▸ Passage shown:
Instead, with the winter ahead, the number of evening talks is increasing and several winter beekeeping projects are starting to occupy my mind.
But the season’s not over yet and there are still a few last minute tasks before active beekeeping stops. Here is what has been keeping me busy over the last week or two …
Talk, talk
Beekeepers are a sociable bunch and the pandemic has had a significant impact on the amount of digestive biscuits consumed and tea slurped in church halls across the country.
However, in addition to being sociable 1 they are also adaptable and inventive. Zoom and GoToMeeting talks, attended from the comfort of the sofa with a glass of red wine, have become the new normal.
Early forays into the world of ‘virtual’ beekeeping were plagued with dodgy connections or noisy feedback.
Q&A sessions were stilted due to the lack of familiarity with the need to unmute the microphone before talking.

▸ Given data:
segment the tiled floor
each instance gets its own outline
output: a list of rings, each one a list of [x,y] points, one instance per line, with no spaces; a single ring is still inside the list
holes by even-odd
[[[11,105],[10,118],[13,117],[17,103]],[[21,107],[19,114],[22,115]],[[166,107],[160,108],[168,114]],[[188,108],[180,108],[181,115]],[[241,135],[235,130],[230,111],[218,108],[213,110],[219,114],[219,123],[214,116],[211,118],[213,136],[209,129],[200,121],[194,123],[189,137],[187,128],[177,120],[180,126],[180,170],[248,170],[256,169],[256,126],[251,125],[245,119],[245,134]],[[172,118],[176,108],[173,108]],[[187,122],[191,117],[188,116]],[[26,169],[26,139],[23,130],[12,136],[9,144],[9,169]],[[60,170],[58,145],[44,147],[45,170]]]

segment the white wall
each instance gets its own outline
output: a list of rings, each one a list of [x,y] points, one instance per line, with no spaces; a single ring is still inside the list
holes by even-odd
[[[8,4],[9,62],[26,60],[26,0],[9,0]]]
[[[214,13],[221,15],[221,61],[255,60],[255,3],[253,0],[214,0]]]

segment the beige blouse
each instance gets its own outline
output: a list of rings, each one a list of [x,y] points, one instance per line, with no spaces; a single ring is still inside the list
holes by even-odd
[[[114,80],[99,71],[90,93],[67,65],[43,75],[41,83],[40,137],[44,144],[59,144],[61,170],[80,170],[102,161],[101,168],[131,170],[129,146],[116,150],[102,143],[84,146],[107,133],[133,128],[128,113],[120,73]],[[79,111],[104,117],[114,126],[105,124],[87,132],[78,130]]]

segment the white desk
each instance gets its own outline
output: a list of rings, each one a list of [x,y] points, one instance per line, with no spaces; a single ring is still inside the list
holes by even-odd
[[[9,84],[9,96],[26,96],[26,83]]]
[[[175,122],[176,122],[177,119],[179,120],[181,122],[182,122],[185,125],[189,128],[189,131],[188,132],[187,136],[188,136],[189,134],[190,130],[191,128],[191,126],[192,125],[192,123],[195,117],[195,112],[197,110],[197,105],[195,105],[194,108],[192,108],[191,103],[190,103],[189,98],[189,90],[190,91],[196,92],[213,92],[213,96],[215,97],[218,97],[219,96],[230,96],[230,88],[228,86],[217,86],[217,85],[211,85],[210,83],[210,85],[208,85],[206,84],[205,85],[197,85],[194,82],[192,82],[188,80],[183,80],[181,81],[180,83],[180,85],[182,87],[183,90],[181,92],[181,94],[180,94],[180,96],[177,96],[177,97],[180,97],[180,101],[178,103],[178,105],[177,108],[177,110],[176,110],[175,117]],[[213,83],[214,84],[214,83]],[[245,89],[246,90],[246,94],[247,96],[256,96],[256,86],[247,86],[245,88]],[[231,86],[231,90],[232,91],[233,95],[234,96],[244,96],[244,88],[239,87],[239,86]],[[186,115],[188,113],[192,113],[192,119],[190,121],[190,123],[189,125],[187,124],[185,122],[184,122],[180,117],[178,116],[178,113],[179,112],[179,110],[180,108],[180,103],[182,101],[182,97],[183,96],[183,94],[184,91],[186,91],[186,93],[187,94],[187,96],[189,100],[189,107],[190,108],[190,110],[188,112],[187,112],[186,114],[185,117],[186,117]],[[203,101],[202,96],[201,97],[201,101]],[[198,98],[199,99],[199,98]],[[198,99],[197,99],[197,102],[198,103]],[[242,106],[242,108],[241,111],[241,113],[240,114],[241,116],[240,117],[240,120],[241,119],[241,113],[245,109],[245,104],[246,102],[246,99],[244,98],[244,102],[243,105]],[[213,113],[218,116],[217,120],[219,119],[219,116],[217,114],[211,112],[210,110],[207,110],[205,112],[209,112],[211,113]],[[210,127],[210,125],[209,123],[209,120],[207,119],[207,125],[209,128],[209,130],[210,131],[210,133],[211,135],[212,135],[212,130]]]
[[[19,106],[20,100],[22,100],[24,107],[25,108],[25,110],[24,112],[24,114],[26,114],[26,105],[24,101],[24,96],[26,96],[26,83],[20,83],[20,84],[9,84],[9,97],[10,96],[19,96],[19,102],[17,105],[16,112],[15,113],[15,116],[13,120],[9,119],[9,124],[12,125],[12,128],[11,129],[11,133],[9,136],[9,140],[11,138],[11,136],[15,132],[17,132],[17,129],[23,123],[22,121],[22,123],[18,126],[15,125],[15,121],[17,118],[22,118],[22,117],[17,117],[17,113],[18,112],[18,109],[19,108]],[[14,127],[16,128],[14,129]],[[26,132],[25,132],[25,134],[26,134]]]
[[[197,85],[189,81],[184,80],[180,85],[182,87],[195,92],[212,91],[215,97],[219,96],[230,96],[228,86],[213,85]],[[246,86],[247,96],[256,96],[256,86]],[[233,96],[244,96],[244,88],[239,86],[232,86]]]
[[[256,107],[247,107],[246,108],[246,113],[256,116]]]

▸ Prompt A:
Using the beekeeping passage, answer briefly:
(i) What is increasing in number with the winter ahead?
(ii) What have Zoom and GoToMeeting talks become?
(iii) What plagued early forays into "virtual" beekeeping?
▸ Prompt B:
Repeat part of the beekeeping passage word for word. Begin at the words "But the season’s" and stop after "or noisy feedback.".

▸ Output A:
(i) The number of evening talks.
(ii) The new normal.
(iii) Dodgy connections or noisy feedback.

▸ Output B:
But the season’s not over yet and there are still a few last minute tasks before active beekeeping stops. Here is what has been keeping me busy over the last week or two …
Talk, talk
Beekeepers are a sociable bunch and the pandemic has had a significant impact on the amount of digestive biscuits consumed and tea slurped in church halls across the country.
However, in addition to being sociable 1 they are also adaptable and inventive. Zoom and GoToMeeting talks, attended from the comfort of the sofa with a glass of red wine, have become the new normal.
Early forays into the world of ‘virtual’ beekeeping were plagued with dodgy connections or noisy feedback.